* WHAT YOU WILL DO:
- 1) In the passage on writing for developers, who later copied the Slack notification picture?
- 2) Please duplicate everything in the passage on writing for developers from "When you talk" down to "to your clients.".

* QUOTED TEXT:

When you talk about your product, there is an easy pitfall to talk to product managers instead of developers. And while, in theory, it sounds interesting, it’s not what developers will search or look for.
Let’s take an example:
Product: Novu helps you to send engaging notifications to your clients.
Devs: Novu has an API for cron-based time and digested notifications
They are very similar in structure but talk to different audiences. Developers will probably search Google to find out how to send a notification based on time rather than how to send an engaging notification.
Always remember:
Product Manager Problems ≠ Developers problems
One thing I have realized (that you are going the right way) is that UMLs 100x your articles for developers. The classic example is the Slack notification explanation:
This picture was later copied by all notifications infrastructure companies, such as Novu, Magicbell, and Courier.
Another example is my article about WingLang on DEV. I tried adding as many UMLs as possible.
It trended on the Google Discover page.
And later, go to be trending on Medium:
Focus on the developers.

Data entries

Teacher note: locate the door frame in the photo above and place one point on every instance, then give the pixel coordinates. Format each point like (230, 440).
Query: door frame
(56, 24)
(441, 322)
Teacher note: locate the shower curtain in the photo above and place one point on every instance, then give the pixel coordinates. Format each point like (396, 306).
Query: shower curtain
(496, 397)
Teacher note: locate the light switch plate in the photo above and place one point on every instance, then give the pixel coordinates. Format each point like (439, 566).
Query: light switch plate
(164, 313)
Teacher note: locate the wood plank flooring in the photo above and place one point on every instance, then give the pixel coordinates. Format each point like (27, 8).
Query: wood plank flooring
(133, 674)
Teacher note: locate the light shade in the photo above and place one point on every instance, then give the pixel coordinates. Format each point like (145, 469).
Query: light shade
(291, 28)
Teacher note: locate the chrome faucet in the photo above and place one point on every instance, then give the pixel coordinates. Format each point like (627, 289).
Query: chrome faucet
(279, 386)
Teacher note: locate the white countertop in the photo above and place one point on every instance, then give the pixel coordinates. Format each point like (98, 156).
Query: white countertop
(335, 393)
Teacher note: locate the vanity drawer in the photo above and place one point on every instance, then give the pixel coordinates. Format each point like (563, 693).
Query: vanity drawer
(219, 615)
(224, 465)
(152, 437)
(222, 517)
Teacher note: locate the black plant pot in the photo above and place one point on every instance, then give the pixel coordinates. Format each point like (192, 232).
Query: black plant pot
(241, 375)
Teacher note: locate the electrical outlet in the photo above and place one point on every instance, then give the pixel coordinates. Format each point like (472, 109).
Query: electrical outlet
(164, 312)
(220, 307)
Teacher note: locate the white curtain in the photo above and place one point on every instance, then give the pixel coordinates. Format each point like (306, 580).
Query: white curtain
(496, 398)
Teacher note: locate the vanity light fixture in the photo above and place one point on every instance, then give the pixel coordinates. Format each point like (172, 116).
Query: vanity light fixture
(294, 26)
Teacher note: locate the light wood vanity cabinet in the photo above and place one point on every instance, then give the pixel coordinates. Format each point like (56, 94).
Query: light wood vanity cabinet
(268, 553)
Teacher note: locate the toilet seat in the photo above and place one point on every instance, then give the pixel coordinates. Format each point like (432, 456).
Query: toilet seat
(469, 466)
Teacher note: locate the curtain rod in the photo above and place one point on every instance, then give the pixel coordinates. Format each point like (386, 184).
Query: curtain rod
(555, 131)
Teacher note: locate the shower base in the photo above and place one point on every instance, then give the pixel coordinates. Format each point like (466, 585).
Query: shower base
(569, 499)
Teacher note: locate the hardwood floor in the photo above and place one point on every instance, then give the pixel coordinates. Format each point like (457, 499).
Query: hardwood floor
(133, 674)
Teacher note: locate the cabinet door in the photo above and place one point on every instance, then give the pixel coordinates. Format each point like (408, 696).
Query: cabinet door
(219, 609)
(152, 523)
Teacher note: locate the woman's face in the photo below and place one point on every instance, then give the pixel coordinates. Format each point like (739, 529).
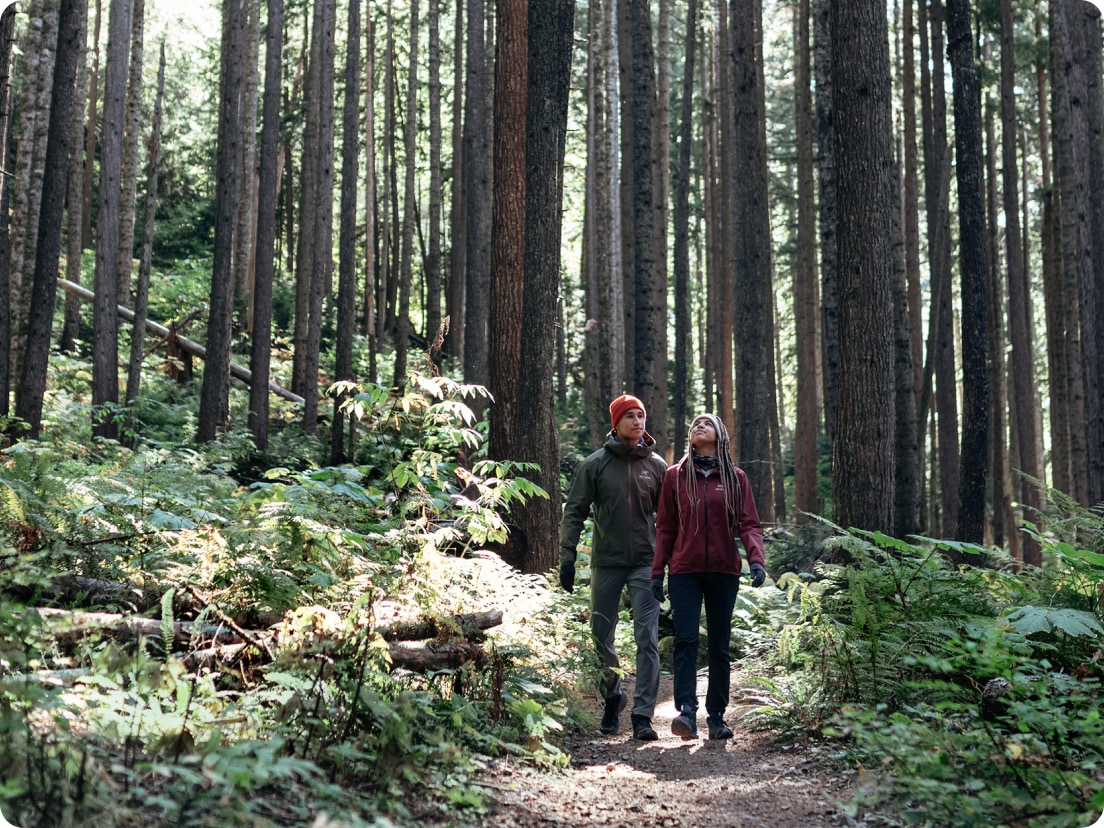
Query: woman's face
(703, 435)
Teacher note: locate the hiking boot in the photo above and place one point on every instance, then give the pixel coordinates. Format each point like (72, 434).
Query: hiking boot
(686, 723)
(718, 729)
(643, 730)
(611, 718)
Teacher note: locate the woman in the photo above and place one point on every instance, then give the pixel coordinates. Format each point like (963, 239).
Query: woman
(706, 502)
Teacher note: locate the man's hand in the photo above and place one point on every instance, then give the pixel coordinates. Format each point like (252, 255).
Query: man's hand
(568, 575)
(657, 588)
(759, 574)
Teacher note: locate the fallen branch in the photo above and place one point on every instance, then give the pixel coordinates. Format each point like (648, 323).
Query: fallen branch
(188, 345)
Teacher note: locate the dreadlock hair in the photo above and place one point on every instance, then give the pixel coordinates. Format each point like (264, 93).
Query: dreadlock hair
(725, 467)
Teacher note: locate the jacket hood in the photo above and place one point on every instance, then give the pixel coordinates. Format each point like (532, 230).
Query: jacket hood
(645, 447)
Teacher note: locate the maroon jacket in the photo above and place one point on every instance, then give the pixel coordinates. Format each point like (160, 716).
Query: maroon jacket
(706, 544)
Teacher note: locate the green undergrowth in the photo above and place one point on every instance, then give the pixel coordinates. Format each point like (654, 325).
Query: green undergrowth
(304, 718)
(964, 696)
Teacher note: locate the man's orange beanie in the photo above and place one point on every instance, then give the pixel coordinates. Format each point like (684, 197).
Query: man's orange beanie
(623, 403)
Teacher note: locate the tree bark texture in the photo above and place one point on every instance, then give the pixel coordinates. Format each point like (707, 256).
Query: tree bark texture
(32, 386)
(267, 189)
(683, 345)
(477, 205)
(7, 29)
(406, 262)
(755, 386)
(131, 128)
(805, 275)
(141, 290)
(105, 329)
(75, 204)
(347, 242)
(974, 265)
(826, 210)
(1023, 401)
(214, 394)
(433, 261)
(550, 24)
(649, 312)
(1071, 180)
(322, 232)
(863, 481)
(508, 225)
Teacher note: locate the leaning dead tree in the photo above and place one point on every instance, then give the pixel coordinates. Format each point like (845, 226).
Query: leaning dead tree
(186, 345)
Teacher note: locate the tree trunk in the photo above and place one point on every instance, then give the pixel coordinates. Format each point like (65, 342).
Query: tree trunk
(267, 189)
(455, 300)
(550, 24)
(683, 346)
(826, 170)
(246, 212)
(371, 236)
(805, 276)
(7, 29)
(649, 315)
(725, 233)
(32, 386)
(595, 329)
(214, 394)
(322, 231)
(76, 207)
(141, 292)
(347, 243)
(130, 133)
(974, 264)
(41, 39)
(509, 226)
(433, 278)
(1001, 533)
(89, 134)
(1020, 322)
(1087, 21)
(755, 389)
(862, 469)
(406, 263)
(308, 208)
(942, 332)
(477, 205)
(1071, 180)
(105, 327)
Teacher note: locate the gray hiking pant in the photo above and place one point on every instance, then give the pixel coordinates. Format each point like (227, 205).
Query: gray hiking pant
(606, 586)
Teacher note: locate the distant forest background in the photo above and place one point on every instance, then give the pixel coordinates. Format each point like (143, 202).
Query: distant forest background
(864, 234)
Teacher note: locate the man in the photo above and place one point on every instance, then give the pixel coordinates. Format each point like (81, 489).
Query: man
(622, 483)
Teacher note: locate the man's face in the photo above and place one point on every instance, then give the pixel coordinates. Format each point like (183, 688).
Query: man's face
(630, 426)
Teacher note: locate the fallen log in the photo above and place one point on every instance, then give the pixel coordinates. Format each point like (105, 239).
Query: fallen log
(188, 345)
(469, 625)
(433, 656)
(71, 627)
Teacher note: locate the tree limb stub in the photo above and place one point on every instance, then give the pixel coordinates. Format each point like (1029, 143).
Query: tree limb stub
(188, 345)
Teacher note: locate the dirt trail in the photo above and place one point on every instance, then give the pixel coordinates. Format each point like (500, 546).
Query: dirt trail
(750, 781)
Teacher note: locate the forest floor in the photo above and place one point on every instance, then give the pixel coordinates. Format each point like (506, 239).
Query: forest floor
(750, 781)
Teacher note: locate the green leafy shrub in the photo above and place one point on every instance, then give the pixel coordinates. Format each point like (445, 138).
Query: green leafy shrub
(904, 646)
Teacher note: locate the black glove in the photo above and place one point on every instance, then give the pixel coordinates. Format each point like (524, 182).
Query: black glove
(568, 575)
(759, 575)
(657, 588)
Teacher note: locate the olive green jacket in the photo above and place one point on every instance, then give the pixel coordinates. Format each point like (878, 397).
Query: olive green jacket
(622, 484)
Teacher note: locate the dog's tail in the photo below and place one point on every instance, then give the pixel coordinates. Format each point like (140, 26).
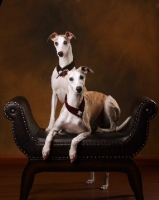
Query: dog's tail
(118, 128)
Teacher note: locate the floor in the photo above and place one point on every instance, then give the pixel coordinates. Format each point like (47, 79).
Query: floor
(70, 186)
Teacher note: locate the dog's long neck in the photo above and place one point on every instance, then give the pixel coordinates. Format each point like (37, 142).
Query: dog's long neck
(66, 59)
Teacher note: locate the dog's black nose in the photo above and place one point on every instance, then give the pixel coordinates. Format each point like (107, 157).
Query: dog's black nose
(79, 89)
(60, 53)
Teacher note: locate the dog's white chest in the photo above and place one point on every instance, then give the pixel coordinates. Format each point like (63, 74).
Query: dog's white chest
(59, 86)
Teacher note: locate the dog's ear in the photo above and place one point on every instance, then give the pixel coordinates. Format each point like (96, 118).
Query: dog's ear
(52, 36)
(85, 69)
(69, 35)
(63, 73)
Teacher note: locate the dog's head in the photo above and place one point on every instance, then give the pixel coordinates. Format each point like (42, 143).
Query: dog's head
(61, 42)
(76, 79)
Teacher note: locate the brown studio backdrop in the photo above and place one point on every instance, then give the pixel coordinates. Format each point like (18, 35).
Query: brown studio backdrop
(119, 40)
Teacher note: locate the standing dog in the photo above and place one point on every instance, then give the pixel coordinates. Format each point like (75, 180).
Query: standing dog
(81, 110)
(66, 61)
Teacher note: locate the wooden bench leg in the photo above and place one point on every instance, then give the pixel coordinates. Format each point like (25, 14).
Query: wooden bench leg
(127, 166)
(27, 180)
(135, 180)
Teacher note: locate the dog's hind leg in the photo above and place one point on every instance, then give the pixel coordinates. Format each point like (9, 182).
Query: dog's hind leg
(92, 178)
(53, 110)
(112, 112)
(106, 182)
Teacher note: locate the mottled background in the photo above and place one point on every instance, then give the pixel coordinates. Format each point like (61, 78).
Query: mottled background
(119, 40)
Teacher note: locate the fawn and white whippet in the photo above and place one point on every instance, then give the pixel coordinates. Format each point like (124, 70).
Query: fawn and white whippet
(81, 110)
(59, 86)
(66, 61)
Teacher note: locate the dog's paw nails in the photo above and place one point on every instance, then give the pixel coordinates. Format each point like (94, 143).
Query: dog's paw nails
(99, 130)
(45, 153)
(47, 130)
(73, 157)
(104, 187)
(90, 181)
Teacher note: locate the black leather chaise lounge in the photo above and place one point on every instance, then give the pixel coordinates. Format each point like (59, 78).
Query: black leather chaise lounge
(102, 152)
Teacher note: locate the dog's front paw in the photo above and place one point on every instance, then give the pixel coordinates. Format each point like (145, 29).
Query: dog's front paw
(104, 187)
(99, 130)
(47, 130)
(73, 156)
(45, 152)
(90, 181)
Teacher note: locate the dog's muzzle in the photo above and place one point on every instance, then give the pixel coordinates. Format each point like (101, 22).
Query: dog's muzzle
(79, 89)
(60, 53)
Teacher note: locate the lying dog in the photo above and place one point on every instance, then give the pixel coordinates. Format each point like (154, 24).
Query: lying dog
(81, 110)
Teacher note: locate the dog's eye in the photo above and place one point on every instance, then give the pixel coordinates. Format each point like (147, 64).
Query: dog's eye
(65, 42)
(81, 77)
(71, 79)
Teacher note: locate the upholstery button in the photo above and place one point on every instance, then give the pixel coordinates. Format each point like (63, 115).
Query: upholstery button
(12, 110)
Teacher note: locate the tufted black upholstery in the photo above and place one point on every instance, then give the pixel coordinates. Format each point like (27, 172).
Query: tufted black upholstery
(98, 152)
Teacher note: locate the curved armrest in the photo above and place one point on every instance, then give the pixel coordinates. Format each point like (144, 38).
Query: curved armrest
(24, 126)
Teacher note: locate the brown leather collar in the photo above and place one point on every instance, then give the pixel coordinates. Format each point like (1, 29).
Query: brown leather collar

* EXPECTED RESPONSES:
- 1) Notifications infrastructure companies such as Novu, Magicbell, and Courier.

- 2)
When you talk about your product, there is an easy pitfall to talk to product managers instead of developers. And while, in theory, it sounds interesting, it’s not what developers will search or look for.
Let’s take an example:
Product: Novu helps you to send engaging notifications to your clients.